[EXERCISE DETAILS]: Copy all the records exactly, but keep the pictures out of your version.

● ● ● ●

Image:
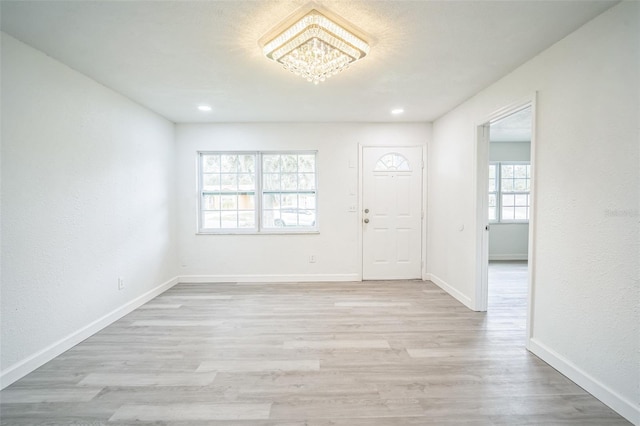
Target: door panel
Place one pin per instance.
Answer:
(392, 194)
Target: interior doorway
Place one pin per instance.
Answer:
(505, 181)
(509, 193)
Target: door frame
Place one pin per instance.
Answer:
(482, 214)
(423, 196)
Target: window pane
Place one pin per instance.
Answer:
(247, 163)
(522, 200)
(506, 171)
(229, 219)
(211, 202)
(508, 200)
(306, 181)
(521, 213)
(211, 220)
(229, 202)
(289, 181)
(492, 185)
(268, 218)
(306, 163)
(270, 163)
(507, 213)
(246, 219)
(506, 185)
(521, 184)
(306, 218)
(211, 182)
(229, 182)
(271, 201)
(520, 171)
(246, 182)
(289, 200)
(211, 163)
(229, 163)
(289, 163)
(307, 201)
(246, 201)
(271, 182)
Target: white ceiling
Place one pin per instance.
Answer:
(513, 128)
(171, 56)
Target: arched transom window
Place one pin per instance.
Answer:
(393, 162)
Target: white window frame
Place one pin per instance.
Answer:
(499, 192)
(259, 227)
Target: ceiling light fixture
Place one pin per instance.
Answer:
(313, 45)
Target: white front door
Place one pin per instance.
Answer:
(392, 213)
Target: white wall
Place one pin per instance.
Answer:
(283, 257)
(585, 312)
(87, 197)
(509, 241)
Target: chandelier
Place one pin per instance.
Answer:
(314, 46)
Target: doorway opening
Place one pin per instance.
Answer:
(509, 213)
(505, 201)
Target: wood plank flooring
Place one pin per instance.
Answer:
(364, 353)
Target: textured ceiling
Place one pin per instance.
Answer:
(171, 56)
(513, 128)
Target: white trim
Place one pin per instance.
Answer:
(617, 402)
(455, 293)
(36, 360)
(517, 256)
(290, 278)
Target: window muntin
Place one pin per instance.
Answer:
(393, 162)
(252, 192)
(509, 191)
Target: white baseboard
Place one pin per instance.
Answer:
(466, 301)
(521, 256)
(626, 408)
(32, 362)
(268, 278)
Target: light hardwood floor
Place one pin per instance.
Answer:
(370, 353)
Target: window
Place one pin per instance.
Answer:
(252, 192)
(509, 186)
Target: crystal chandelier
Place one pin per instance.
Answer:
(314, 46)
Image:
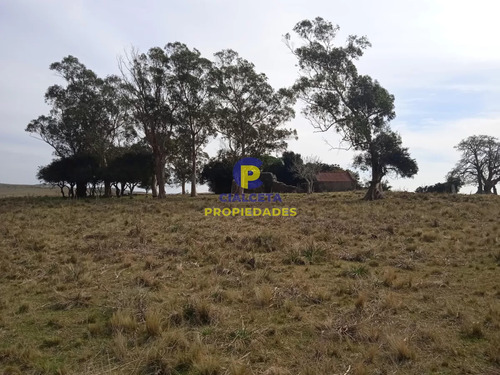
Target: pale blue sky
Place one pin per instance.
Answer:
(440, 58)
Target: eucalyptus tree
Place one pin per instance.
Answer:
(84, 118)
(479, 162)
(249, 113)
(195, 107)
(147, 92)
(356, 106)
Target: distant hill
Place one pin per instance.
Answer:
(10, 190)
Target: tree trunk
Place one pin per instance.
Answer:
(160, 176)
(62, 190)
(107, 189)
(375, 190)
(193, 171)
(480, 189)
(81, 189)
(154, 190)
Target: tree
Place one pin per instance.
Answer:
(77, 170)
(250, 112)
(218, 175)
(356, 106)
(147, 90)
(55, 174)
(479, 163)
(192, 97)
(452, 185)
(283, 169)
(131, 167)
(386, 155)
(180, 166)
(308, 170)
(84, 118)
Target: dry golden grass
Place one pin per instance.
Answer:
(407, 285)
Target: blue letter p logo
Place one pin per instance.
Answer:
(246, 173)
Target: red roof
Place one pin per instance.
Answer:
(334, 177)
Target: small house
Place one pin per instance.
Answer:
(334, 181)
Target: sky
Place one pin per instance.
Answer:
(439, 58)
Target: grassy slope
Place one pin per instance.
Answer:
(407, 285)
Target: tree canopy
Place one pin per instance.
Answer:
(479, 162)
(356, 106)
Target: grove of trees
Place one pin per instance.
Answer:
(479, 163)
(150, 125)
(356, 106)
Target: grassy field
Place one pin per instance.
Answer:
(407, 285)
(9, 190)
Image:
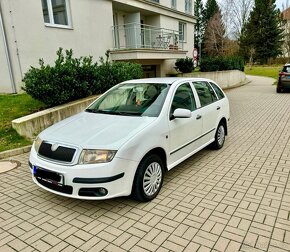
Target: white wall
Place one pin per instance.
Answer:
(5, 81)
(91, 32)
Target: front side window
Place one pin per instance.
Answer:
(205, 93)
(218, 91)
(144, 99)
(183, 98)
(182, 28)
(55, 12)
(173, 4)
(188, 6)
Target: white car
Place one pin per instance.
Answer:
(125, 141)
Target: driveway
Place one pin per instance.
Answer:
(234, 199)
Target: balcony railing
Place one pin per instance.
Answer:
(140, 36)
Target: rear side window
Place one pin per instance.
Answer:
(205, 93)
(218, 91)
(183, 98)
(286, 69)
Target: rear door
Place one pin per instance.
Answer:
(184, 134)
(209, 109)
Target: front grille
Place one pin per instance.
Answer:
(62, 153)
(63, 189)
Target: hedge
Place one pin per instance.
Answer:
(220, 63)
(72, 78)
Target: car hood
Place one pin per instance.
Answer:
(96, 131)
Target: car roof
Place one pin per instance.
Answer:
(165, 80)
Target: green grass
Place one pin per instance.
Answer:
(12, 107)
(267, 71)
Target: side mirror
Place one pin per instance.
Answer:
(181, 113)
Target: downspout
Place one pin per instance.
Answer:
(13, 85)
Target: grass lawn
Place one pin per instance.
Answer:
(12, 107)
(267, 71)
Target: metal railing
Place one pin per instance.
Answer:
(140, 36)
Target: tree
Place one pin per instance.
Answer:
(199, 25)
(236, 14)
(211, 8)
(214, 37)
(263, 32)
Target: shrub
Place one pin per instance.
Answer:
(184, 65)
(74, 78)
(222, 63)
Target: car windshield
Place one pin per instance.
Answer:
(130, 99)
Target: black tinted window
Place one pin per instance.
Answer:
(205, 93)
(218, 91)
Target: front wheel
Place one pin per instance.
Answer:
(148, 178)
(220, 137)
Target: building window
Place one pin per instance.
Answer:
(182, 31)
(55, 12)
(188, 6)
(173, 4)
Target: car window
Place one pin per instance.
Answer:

● ● ● ●

[TASK RESULT]:
Image:
Target: door panel
Place one pin per instance.
Answer:
(392, 194)
Target: interior doorway
Place one pin per instance.
Answer:
(505, 181)
(509, 193)
Target: door frame
Place one pin per instance.
Answer:
(482, 214)
(423, 196)
Target: window pane
Place one pin per instance.
Answer:
(247, 163)
(522, 200)
(506, 171)
(229, 219)
(211, 202)
(508, 200)
(306, 181)
(521, 213)
(211, 220)
(229, 202)
(289, 181)
(492, 185)
(268, 218)
(306, 163)
(270, 163)
(507, 213)
(246, 219)
(506, 185)
(521, 184)
(306, 218)
(211, 182)
(229, 182)
(271, 201)
(520, 171)
(246, 182)
(289, 200)
(211, 163)
(229, 163)
(289, 163)
(307, 201)
(246, 201)
(271, 182)
Target: white ceiling
Place one pin per instance.
Answer:
(513, 128)
(171, 56)
Target: arched transom window
Place one pin per instance.
Answer:
(393, 162)
Target: white window frame
Place one pin per instance.
Answer:
(499, 192)
(259, 227)
Target: ceiling light fixture
Place one pin per instance.
Answer:
(313, 45)
Target: white front door
Place one pin per instance.
Answer:
(392, 213)
Target: white wall
Place one pin per instance.
Answer:
(283, 257)
(585, 312)
(87, 197)
(509, 241)
Target: chandelier
Place one pin per instance.
Answer:
(314, 46)
Target: doorway opening
Place one pin per instance.
Answer:
(509, 213)
(505, 201)
Target: wood plank flooring
Place one pin per instance.
Answer:
(364, 353)
Target: textured ceiling
Place one pin per instance.
Answer:
(171, 56)
(513, 128)
Target: white trim
Place one pin per instance.
Answer:
(617, 402)
(455, 293)
(36, 360)
(517, 256)
(290, 278)
Target: window muntin
Place one pin per instance.
Answer:
(393, 162)
(252, 192)
(509, 191)
Target: white baseboard
Place one pin per instance.
Answer:
(466, 301)
(521, 256)
(626, 408)
(32, 362)
(268, 278)
Target: light hardwood floor
Place one pin per instance.
Answer:
(370, 353)
Target: window
Place one pin per instance.
Answer:
(252, 192)
(509, 186)
Target: crystal chandelier
Place one pin per instance.
Answer:
(314, 46)
Image:
Target: pale blue sky
Place one pin per instance.
Answer:
(440, 58)
Target: eucalyptus tree
Place one pin per instance.
Answer:
(84, 118)
(479, 162)
(249, 113)
(195, 107)
(147, 92)
(356, 106)
Target: distant hill
Place one pin per instance.
Answer:
(10, 190)
Target: tree trunk
Place one pin per instance.
Answer:
(160, 176)
(62, 190)
(107, 189)
(375, 190)
(193, 171)
(480, 189)
(81, 189)
(154, 190)
Target: tree
Place one pin per instance.
Answer:
(77, 170)
(250, 112)
(218, 175)
(356, 106)
(147, 90)
(55, 174)
(479, 163)
(192, 97)
(452, 185)
(283, 169)
(131, 167)
(386, 155)
(180, 166)
(308, 170)
(84, 118)
Target: dry golden grass
Place one pin per instance.
Answer:
(407, 285)
Target: blue letter p logo
Place one pin per instance.
Answer:
(246, 173)
Target: red roof
Place one pin per instance.
Answer:
(334, 177)
Target: small house
Place one pin per instance.
Answer:
(334, 181)
Target: sky
Place one pin per instance.
Answer:
(439, 58)
Target: grassy slope
Place one pin per instance.
Answer:
(407, 285)
Target: tree canopy
Place one pin per instance.
Answer:
(479, 162)
(356, 106)
Target: grove of trees
Place one pin per instance.
Answer:
(479, 163)
(150, 125)
(356, 106)
Target: grassy field
Place one pin per instance.
Answer:
(407, 285)
(9, 190)
Image:
Target: white wall
Place one pin per instance.
Answer:
(5, 81)
(91, 32)
Target: front side window
Place one pin per instance.
Answer:
(205, 93)
(218, 91)
(144, 99)
(183, 98)
(182, 28)
(55, 12)
(173, 4)
(188, 6)
Target: white car
Place one pin per instance.
Answer:
(125, 141)
Target: driveway
Place one pin per instance.
Answer:
(234, 199)
Target: balcony railing
Place one pin per instance.
Answer:
(140, 36)
Target: rear side window
Place one pin per instance.
Answer:
(205, 93)
(218, 91)
(183, 98)
(286, 69)
Target: rear door
Place one pin per instance.
Answer:
(184, 134)
(209, 109)
Target: front grille
Place one pin per instance.
Answer:
(62, 153)
(63, 189)
Target: hedge
Place one pin per instance.
Answer:
(220, 63)
(72, 78)
Target: car hood
Place one pin per instance.
Answer:
(96, 131)
Target: car roof
Place one pin per instance.
Answer:
(165, 80)
Target: green grass
Place one pin per instance.
Answer:
(12, 107)
(267, 71)
Target: side mirror
Place one pin per instance.
Answer:
(181, 113)
Target: downspout
Place one pin per instance.
Answer:
(13, 85)
Target: grass lawn
Place one pin per instance.
Answer:
(12, 107)
(267, 71)
Target: metal railing
Place one pin per instance.
Answer:
(140, 36)
Target: tree
Place one pin per instance.
Answer:
(199, 25)
(236, 14)
(211, 8)
(214, 37)
(263, 32)
Target: shrub
Place one pin per instance.
Answer:
(184, 65)
(74, 78)
(222, 63)
Target: car windshield
Place one pin per instance.
Answer:
(130, 99)
Target: black tinted window
Place one pin per instance.
Answer:
(205, 93)
(218, 91)
Target: front wheel
Place one pin per instance.
Answer:
(148, 178)
(220, 137)
Target: building window
Place one pin per instance.
Answer:
(182, 31)
(55, 12)
(188, 6)
(173, 4)
Target: car window
Place one pin per instance.
Answer:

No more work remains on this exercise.